• _Data shown_

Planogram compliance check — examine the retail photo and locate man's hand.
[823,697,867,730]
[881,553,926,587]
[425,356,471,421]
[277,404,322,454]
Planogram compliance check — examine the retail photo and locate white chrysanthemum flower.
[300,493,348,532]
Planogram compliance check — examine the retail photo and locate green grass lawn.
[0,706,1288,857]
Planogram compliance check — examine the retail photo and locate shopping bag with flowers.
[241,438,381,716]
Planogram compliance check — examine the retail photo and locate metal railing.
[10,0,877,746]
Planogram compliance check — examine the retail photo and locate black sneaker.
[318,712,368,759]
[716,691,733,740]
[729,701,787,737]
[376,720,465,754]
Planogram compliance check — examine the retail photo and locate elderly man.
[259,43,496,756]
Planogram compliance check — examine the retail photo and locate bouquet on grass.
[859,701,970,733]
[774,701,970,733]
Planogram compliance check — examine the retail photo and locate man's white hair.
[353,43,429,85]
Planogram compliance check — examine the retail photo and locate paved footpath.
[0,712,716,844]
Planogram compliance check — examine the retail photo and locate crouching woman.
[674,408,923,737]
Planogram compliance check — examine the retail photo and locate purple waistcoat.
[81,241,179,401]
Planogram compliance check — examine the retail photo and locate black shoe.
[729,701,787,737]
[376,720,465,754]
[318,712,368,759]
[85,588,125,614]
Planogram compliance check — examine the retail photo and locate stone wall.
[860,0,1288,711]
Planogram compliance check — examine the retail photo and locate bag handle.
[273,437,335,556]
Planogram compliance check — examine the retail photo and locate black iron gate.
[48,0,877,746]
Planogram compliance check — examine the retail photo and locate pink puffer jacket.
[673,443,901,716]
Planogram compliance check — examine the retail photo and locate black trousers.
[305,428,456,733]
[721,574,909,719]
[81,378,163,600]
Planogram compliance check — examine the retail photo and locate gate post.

• _Aim of the task_
Reproduce all of the material above with "retail photo" switched to "store image" wherever it occurs, leaving everything else unchanged.

• _Exercise result_
Planogram compliance check — examine the store image and locate man's hand.
[823,697,867,730]
[881,553,926,587]
[425,356,471,421]
[277,404,322,454]
Planogram compliance check — examine the store image and locate white chrysanthemum flower.
[300,493,348,532]
Planogram compliance check — examine the store image and locate green grass lawn.
[0,706,1288,857]
Planogram compliance check — examine the store image and locate shopping bag with flowers.
[241,438,381,716]
Planogram compliance check — examine the store image and locate metal railing.
[10,0,877,746]
Planogram compliance check — examine the store image and locate black sneaker.
[318,712,368,759]
[716,691,733,740]
[729,701,787,737]
[376,720,465,754]
Planogram compliance check — examine the store image and locate elderly man.
[259,43,496,756]
Planogram compliance check — examine the store image and locate bouquet on grass.
[859,701,970,733]
[774,701,970,733]
Planogram compliance check — examine the store image and locate man's white hair.
[353,43,429,85]
Planogram compliance check — examine the store image and locate paved footpath.
[0,712,716,844]
Planogram compliance check — examine the store image and locate crouching woman.
[674,408,923,737]
Planogram compliance check — examine the store image and locate purple waistcoat.
[81,241,179,401]
Planogram compliance check — examine the store image and locate black shoe.
[729,701,787,737]
[376,720,465,754]
[318,712,368,759]
[85,588,125,614]
Planogram compliance check — examine the store image and locate stone wall.
[860,0,1288,711]
Planogram compliance check — examine the store image and locate bag handle.
[273,437,335,556]
Planogram compliance check — examine the store image and locate black iron gate.
[48,0,877,746]
Planogram compliance check — examine the store image and locate pink puffer jacket.
[673,443,901,716]
Planogram compliance check — examine the store image and locate black trousers.
[305,428,456,733]
[721,574,909,719]
[81,378,163,600]
Planogram compliance check — examine the store image and locate gate post.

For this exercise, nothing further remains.